### WORK TO COMPLETE
Copy each line exactly. Drop every picture.

Coordinate annotation entries:
○ ○ ○ ○ ○ ○ ○

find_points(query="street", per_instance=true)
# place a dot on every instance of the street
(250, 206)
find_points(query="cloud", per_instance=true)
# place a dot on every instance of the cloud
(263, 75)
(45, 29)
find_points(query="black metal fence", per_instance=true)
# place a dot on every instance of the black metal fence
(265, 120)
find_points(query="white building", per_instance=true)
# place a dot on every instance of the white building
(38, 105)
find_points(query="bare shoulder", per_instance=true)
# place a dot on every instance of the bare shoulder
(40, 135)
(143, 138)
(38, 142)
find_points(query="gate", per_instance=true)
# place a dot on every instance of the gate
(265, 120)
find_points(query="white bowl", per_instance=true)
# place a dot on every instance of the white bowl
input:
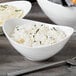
(36, 53)
(23, 5)
(59, 14)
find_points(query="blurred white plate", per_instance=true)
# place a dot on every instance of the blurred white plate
(23, 5)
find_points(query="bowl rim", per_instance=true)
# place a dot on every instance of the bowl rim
(44, 46)
(28, 2)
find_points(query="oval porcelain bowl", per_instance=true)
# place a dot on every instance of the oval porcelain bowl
(36, 53)
(25, 6)
(59, 14)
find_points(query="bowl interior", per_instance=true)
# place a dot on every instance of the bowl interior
(10, 25)
(23, 5)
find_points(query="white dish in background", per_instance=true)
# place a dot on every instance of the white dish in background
(36, 53)
(25, 6)
(59, 14)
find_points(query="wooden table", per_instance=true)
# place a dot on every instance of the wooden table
(11, 60)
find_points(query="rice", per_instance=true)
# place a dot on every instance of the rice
(8, 11)
(37, 35)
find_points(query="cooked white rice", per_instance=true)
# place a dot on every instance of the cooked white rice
(37, 35)
(8, 11)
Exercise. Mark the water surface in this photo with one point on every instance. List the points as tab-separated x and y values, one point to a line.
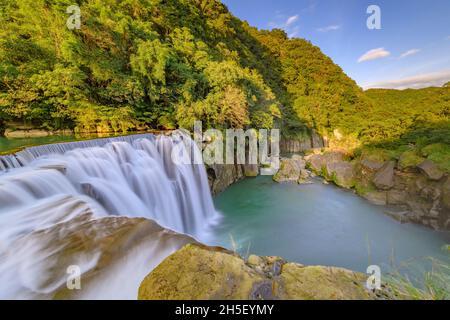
320	224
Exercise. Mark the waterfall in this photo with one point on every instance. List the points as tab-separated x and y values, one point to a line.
49	186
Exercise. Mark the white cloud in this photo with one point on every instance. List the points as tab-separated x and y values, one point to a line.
294	32
291	20
329	28
409	53
435	79
374	54
289	25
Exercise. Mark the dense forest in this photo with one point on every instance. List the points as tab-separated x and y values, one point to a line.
137	64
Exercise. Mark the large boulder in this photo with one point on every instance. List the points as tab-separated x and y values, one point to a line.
376	197
251	170
431	170
317	162
384	178
290	169
202	273
221	176
341	173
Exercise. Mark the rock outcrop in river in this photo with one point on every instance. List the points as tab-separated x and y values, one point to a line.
422	192
199	272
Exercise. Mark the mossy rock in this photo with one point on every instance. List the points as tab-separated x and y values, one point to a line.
409	159
198	272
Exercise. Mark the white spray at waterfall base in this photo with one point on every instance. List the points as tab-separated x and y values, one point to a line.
89	204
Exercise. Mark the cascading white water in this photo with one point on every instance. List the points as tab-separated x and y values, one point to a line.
133	176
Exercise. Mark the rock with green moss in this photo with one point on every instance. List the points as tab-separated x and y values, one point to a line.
431	170
409	160
290	169
199	272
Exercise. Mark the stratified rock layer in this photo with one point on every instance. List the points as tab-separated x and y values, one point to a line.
199	272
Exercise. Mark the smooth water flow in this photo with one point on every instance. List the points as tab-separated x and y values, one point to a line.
131	176
318	224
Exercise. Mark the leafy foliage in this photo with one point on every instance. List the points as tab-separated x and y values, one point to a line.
166	63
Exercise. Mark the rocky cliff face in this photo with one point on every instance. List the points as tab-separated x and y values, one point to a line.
313	141
420	192
199	272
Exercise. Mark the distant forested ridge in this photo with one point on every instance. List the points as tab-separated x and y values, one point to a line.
138	64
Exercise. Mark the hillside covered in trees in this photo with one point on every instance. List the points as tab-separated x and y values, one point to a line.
162	64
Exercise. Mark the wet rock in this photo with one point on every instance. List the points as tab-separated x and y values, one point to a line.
431	170
290	169
376	197
200	272
341	173
384	178
221	176
251	170
396	197
446	193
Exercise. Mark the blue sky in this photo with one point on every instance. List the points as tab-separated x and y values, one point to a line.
412	48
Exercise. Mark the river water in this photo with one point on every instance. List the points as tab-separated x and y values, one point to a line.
318	224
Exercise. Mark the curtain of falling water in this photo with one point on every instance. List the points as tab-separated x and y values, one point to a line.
130	176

○ ○ ○ ○ ○ ○ ○

### TASK OUTPUT
find_points(query="street", per_instance=true)
# place a dot on every instance of the street
(250, 206)
find_points(query="cloud", per_instance=true)
# place a dot on every instance of the cloud
(263, 75)
(45, 29)
find_points(query="black metal fence", per_instance=true)
# place a dot on every instance of the black metal fence
(265, 120)
find_points(query="white building", per_instance=true)
# place a dot on every instance of the white building
(38, 105)
find_points(query="bare shoulder", per_instance=true)
# place a dot on every instance of the bare shoulder
(40, 135)
(143, 138)
(38, 142)
find_points(query="gate", per_instance=true)
# place a dot on every instance of the gate
(265, 120)
find_points(query="white bowl", per_instance=true)
# place a dot on every instance of the white bowl
input:
(36, 53)
(23, 5)
(59, 14)
find_points(query="blurred white plate", per_instance=true)
# place a dot on every instance of the blurred white plate
(23, 5)
find_points(query="bowl rim", per_instance=true)
# place a dot on every instance of the bowl rim
(44, 46)
(28, 2)
find_points(query="oval porcelain bowl", per_instance=true)
# place a dot on every instance of the oval porcelain bowl
(36, 53)
(25, 6)
(59, 14)
find_points(query="bowl interior", per_instance=true)
# place a dot on every instance of the bowl interior
(10, 25)
(23, 5)
find_points(query="white dish in background", per_instance=true)
# place a dot on every instance of the white dish in background
(36, 53)
(25, 6)
(59, 14)
find_points(query="wooden table", per_instance=true)
# place a dot on every instance of the wooden table
(11, 60)
find_points(query="rice", per_instance=true)
# place a dot on every instance of the rice
(8, 11)
(37, 35)
find_points(query="cooked white rice", per_instance=true)
# place a dot on every instance of the cooked white rice
(37, 35)
(8, 11)
Exercise. Mark the water surface in this photo with one point on every instance. List the points as tab-separated x and y values, one point to a line.
320	224
Exercise. Mark the waterfall in this photo with one point on every instance. List the points as tab-separated x and y values, one point to a line.
49	186
Exercise. Mark the white cloud in this photo with one point on every instance. List the points as tab-separated x and y values, one point to a line.
294	32
291	20
329	28
409	53
435	79
374	54
289	25
Exercise. Mark the dense forest in this photo with one point on every instance. List the points as tab-separated x and y values, one point to a line.
137	64
Exercise. Mark the large boulder in this photo with one point on every instance. List the points as tab-separated x and y values, one point to a line.
376	197
251	170
431	170
317	162
384	178
290	169
202	273
221	176
341	173
Exercise. Mark the rock outcrop in river in this photo with one point on every instance. List the points as tab-separated x and y values, one point to a line.
422	192
199	272
Exercise. Mark the mossy rock in this photo with one point on every instance. List the points as tab-separated x and y values, one point to a line.
409	159
198	272
Exercise. Mark the white spray at waterfall base in this photo with one point on every instance. List the points as tab-separated x and y values, one point to a line.
89	204
Exercise. Mark the cascading white water in this photo with one point on every instance. List the points as tab-separated x and y values, one point to a line.
133	176
Exercise. Mark the rock with green moss in this photo with one point on every instance. List the points as tab-separated x and y values, one point to a line.
431	170
409	160
290	169
199	272
Exercise. Mark the stratified rock layer in this photo with one point on every instance. List the points as tab-separated x and y values, one point to a line.
199	272
Exercise. Mark the smooth water flow in this photo with one point on every instance. List the points as tab-separated x and y values, one point to a line.
131	176
318	224
Exercise. Mark the leafy foliage in this photo with one point on every instance. List the points as tab-separated x and y values, one point to a line.
166	63
Exercise. Mark the rocky cliff face in this photo with one point on every instance. List the points as tab-separated x and y values, one point to a line.
313	141
420	192
199	272
Exercise. Mark the distant forested ridge in this photo with one point on every instance. List the points as tab-separated x and y values, one point to a line.
138	64
Exercise. Mark the hillside covered in trees in this photo with one point on every instance. List the points as tab-separated x and y values, one point to a line.
162	64
Exercise. Mark the wet rock in this photo with one point on every instance. List the points as tab-separated x and y values, one point to a line.
431	170
290	169
376	197
200	272
341	173
384	178
221	176
251	170
396	197
446	193
Exercise. Mark the blue sky in this photo with one point on every instance. List the points as tab-separated x and y values, one point to a line.
412	48
Exercise. Mark the river water in this photo with one point on every instance. List the points as tab-separated x and y values, one point to a line.
318	224
Exercise. Mark the curtain of falling water in this photo with one point on every instance. List the points as tab-separated x and y values, one point to a line.
130	176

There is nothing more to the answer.